◆ TASK OBJECTIVE:
The output should be limited to the line holding "Excuse me — can you help locate the tree?" and the lines after it through the end of the entries, each restated exactly.
-------- RECORDS PROVIDED
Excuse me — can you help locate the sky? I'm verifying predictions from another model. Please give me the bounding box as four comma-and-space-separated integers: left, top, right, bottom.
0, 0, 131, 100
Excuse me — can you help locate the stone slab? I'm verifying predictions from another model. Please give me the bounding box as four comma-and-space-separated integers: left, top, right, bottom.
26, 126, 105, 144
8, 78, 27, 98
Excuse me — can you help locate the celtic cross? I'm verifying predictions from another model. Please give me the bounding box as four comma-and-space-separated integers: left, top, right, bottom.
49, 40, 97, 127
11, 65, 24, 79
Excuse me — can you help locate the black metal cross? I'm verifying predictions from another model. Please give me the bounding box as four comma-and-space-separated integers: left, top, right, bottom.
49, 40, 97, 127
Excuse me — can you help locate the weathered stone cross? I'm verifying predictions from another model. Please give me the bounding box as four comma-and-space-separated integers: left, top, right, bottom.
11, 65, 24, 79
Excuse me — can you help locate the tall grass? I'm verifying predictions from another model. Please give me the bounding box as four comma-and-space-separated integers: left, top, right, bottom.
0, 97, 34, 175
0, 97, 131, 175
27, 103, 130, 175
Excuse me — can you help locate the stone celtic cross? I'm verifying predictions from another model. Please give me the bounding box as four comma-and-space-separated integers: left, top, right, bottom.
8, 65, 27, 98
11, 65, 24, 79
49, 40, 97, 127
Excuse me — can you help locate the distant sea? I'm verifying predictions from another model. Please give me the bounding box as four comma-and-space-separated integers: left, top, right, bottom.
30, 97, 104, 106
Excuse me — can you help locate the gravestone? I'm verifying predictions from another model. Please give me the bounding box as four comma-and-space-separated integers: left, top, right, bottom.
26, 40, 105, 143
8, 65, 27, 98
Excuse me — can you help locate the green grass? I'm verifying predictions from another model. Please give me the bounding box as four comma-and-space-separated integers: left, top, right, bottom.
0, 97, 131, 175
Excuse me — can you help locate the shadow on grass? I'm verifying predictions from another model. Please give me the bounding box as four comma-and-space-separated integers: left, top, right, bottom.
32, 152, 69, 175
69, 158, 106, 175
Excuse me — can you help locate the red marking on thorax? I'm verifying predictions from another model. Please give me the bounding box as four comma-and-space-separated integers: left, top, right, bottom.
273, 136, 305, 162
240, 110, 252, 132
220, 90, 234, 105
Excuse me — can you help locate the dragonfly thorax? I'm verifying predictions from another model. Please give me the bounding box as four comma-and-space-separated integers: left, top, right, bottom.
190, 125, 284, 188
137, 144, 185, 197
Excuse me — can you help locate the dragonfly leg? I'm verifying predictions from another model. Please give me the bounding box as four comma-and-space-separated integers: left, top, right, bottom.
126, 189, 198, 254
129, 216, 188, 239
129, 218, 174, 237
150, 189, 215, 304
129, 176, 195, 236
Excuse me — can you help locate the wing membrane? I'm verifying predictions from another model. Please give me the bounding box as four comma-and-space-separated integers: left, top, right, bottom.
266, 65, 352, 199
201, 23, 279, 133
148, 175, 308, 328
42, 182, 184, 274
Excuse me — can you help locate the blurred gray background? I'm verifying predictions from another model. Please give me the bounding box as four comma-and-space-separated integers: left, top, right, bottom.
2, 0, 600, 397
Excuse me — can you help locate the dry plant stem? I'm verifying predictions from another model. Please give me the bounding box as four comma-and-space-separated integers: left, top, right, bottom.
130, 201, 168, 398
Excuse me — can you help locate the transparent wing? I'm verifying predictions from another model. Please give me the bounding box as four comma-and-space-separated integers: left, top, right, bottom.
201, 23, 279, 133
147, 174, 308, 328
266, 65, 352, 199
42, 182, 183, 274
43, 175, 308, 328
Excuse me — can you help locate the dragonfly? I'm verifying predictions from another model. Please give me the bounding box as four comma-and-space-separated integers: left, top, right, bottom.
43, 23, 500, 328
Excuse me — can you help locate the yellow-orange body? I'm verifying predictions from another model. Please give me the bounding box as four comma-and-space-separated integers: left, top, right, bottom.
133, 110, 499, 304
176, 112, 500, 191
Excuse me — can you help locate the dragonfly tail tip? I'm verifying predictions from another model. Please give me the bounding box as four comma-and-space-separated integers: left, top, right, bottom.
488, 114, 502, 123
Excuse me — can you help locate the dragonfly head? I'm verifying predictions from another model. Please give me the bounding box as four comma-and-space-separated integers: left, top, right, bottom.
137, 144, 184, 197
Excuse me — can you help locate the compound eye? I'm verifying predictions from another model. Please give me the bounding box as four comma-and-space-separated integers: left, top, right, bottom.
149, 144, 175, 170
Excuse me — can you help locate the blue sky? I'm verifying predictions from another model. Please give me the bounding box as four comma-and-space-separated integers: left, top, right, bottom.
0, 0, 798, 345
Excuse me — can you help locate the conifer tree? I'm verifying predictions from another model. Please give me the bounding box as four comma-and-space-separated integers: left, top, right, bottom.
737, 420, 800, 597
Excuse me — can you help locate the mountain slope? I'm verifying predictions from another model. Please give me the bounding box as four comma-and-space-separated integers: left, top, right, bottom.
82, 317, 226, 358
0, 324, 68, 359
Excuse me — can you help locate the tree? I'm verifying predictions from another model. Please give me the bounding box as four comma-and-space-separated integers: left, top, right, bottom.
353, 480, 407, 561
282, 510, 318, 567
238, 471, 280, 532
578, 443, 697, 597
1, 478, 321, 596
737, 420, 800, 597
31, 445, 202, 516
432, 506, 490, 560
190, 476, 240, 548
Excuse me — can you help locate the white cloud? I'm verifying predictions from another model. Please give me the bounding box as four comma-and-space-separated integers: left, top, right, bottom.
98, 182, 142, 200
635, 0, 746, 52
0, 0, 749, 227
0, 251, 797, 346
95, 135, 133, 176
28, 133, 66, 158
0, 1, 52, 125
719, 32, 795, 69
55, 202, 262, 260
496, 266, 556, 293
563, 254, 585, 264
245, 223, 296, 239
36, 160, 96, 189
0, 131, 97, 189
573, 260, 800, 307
----------------
◆ ANSWER TO THIS TASK:
Excuse me — can you help locate the tree? I'm verifying predictions from another model. Please give me the bounding box as four comma-and-space-separated integers: left, top, right, bottom.
353, 480, 407, 561
282, 510, 318, 567
238, 471, 280, 532
578, 443, 697, 597
1, 478, 321, 596
737, 420, 800, 597
31, 445, 202, 516
432, 506, 490, 560
190, 476, 240, 548
Excuse me — can you help locate the white cloud? I'm verifying predictions from another model. Please give me the bounding box as four comma-and-space-separated integers: left, top, right, bottom.
98, 182, 142, 200
635, 0, 746, 52
0, 0, 749, 227
0, 251, 797, 346
95, 135, 133, 176
28, 133, 66, 158
0, 1, 52, 125
719, 32, 795, 69
55, 202, 262, 260
496, 266, 556, 293
563, 254, 585, 264
245, 223, 296, 239
36, 160, 96, 189
0, 131, 97, 189
573, 260, 800, 307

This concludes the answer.